Data listing

## begin

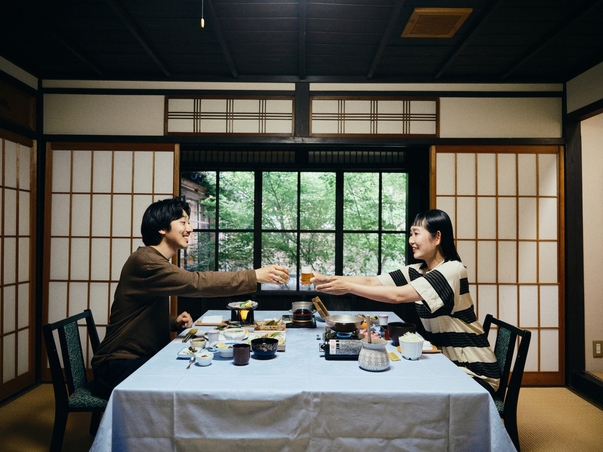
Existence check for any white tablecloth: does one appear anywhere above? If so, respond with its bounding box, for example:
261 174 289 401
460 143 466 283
92 311 515 452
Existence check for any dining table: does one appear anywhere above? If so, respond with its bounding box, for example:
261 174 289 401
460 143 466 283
91 309 515 452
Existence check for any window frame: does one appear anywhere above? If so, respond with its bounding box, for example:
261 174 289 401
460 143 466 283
179 145 430 294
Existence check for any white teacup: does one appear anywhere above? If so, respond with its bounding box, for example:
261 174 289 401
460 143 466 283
191 337 205 350
400 336 425 361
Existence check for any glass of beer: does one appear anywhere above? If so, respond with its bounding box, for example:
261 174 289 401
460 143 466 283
301 265 312 286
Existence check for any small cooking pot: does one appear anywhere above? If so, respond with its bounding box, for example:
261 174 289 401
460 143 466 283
325 315 363 333
293 309 314 322
291 301 314 313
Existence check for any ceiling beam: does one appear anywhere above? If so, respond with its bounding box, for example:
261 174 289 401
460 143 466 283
44 22 104 76
433 0 500 79
105 0 172 77
205 0 239 78
501 0 603 79
299 0 307 80
366 0 404 79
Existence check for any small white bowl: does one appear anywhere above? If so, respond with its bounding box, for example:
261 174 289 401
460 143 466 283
224 328 247 341
220 345 234 358
195 352 214 367
400 338 425 361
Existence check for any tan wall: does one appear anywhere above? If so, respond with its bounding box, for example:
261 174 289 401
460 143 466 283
580 115 603 372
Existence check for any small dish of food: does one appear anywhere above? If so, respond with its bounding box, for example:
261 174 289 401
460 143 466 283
208 341 236 358
223 328 249 341
195 352 214 367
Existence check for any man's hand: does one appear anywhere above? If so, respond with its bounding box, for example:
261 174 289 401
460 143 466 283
255 265 289 284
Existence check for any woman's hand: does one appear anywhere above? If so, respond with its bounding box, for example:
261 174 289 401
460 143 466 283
255 265 289 284
311 275 350 295
176 311 193 329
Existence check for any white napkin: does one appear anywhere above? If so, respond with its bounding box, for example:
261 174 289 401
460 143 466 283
201 315 222 323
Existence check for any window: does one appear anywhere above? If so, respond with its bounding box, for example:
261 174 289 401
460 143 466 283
180 147 426 290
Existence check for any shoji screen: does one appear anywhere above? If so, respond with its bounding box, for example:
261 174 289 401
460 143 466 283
434 146 564 384
43 145 179 378
0 131 36 400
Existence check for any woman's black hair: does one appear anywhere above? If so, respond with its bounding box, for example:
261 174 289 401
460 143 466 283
412 209 461 262
140 198 191 246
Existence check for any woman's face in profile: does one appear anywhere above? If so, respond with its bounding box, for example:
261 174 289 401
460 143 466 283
408 226 440 261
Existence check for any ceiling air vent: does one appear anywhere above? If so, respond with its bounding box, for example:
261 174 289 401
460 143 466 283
402 8 473 38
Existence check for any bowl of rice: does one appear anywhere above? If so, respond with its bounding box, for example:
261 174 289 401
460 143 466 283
398 332 425 361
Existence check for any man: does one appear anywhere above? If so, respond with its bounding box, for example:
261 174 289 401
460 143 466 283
92 198 289 396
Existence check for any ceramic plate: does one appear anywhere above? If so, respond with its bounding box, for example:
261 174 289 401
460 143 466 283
178 347 200 359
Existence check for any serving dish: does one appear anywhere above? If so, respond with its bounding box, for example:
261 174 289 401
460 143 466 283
207 341 237 358
251 337 278 359
247 330 287 352
195 352 214 367
177 347 200 359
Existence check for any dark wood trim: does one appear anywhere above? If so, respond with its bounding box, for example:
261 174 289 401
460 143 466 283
293 83 310 137
564 121 585 386
565 99 603 122
571 371 603 409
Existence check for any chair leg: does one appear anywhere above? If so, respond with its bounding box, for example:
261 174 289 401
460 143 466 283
90 411 103 436
505 415 519 452
50 411 69 452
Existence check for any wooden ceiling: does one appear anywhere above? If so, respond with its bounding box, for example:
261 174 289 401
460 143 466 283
0 0 603 83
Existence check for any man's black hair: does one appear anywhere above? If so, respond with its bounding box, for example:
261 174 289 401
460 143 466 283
140 198 191 246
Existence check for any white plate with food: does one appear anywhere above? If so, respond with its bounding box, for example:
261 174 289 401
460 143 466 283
228 300 258 310
178 347 201 359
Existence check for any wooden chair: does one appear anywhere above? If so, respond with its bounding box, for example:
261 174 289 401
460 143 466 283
42 309 107 452
484 314 532 452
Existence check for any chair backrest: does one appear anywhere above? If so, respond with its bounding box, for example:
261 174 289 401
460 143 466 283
42 309 100 400
483 314 532 407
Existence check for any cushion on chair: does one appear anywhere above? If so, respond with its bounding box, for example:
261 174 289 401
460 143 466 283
69 381 107 408
492 396 505 417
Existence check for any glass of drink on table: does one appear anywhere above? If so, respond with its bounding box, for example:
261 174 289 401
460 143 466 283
301 265 312 286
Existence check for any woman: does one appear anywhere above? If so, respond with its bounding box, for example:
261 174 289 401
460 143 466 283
312 209 500 391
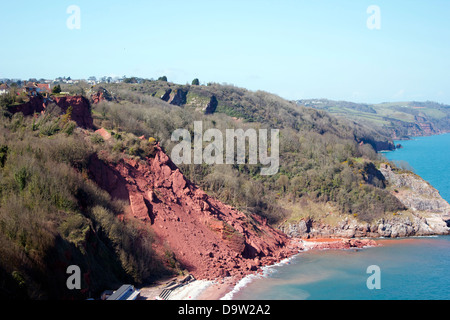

## end

Goal of the exercise – Rewrite every row above, changing "bounding box" to "enclosing rectangle" wherever it occurs and keeping everything else the same. Leave the pictures out of your answer.

In response –
Existence check for any white tablecloth: does one appear anywhere above? If so, respond with its enclosing rectangle, for example:
261 174 289 401
460 143 466 283
92 311 515 452
Existence check for any dining table: does one appear anywhere above? If so, respond with its enclosing rectangle, for example:
261 174 289 401
460 143 466 283
91 309 515 452
Existence check for any window frame: does one appear anywhere above? If so, respond with its enclosing rectangle, for example:
261 174 289 401
460 143 466 283
179 145 430 294
Existence check for any white teacup: does one appear anywhere above? If so, respond with its enclosing rectangle, for example:
261 174 289 401
460 143 466 283
191 337 205 350
400 336 425 361
Existence check for any glass of beer: does one appear anywhere above? If so, respond with its enclosing rectangle, for example:
261 174 289 401
460 143 466 283
301 265 312 286
Existence check for any small cooking pot: does one appear anywhere above? If so, respond with its enclosing rectangle, for example:
261 174 289 401
460 143 466 283
325 315 363 333
293 309 314 322
291 301 314 313
Existence check for any ceiling beam: does one appear anywhere above? If so, respond with its enclosing rectangle, for example:
261 174 289 401
460 143 466 283
44 22 104 76
433 0 500 79
105 0 172 77
205 0 239 78
501 0 603 79
299 0 307 80
366 0 404 79
Existence check for any small white bowl: does one appear anywhere above? If so, respond with its enclosing rectangle, for example:
261 174 289 401
460 143 466 283
224 328 247 341
220 345 234 358
195 352 214 367
400 338 425 361
Existence check for any tan wall: does one appear anywhere above? If so, respond with its enclosing rectangle, for example:
261 174 289 401
460 143 466 283
580 115 603 372
Existence check for any small dish of food: does one appear anywhere above? If so, respond with its enclosing rectangle, for example:
261 174 289 401
460 143 466 283
208 341 236 358
223 328 249 341
195 352 214 367
Existence check for any man's hand: does one appear anywhere above? If so, respond with its enclosing rectangle, for example:
261 174 289 401
460 143 466 283
255 265 289 284
Existence check for any woman's hand: does one appear anywhere above? If so, respond with its enclosing rectangle, for example:
261 174 289 401
460 143 466 283
255 265 289 284
311 275 350 295
176 311 193 329
Existence check for any white napkin: does one appear anywhere above? If so, respond with its enclosing rectangle, for example:
261 174 289 401
460 143 466 283
201 315 222 323
Existence check for any window: does one appear anywhere above? If so, respond with its enclosing rectangle, for example:
261 174 289 401
460 143 466 283
180 147 426 290
Existence check for any shoji screen: does one appear anywhere above? If so, respond with its enclosing rectangle, for example:
261 174 289 401
460 143 466 283
434 146 564 384
43 145 179 378
0 131 36 400
Existence check for any woman's black hair: does one appear anywhere above? If so, respond with its enclosing rectangle, for example:
261 174 289 401
460 143 466 283
412 209 461 262
140 198 191 246
Existence check for any woman's face in profile: does one appear anywhere above? If so, respond with its enclosing rectangle, for example:
261 174 289 401
460 143 466 283
408 226 440 261
Existence check for any ceiling air vent: does one appear anywhere above? If so, respond with its enclosing rectangle, for example:
261 174 289 401
460 143 466 283
402 8 473 38
Existence check for any bowl of rice: does one appear anywhere above? If so, respond with its enclosing rectangle, for example:
261 174 289 401
460 143 466 283
398 332 425 361
Existence check for any man: does one appear anywhere above? If so, respond with its enclosing rectangle, for example:
261 174 289 401
460 143 466 283
92 198 289 396
Existence check for any ceramic plate: does one appear anywhere above? If so, respond with its enclosing rectangle, for example:
261 174 289 401
460 143 466 283
178 347 200 359
Existence check for any serving dish: does one appear anywhere above? If so, respond with its enclosing rectangle, for example:
261 174 289 401
460 143 466 283
207 341 237 358
251 337 278 359
247 330 287 352
195 352 214 367
177 347 200 359
Existence check for any dark wood trim: does one appear anywhere above? If so, respond with its enclosing rectangle, for example:
261 174 289 401
460 143 466 283
293 83 310 137
564 121 585 386
565 99 603 122
571 371 603 409
Existence check for any chair leg: does one appear anywhere above? If so, respond with its enclosing rectangle, for example:
261 174 289 401
460 143 466 283
90 411 103 436
505 415 519 452
50 411 69 452
Existence check for any wooden ceiling: does one appear anywhere above? If so, respond with its enclosing rectangle, for example:
261 174 289 401
460 143 466 283
0 0 603 83
Existence check for any man's black hair: does one appear anywhere above? If so, respond with its enclosing rectangle, for example:
261 174 289 401
460 143 466 283
140 198 191 246
Existence check for any white plate with food: does one appear anywhere above? If so, respond with its enclosing rectangle, for example:
261 174 289 401
460 143 466 283
228 300 258 310
178 347 201 359
Existence check for any wooden chair: does one appear anywhere above? If so, respond with its enclosing rectangle, for example:
261 174 289 401
460 143 466 283
42 309 107 452
484 314 532 452
Existence check for any chair backrest: does one appear anywhere above? If so, respond with its enclosing rectangle, for example:
261 174 289 401
460 143 466 283
42 309 100 400
483 314 532 407
Existence check for any cushion on chair: does one appear anywhere above? If so, respond with its enclosing rectangle, for example:
261 174 289 401
460 143 466 283
69 381 107 408
492 396 505 417
Existence check for any glass of drink on table: does one appear anywhere above? If so, respond with its enclosing rectangle, for example:
261 174 289 401
460 143 466 283
301 265 312 286
Existence check for any woman: does one appear anywhere above? If so, respond with its enclosing rectangle, for example:
261 174 289 401
460 143 466 283
312 209 500 391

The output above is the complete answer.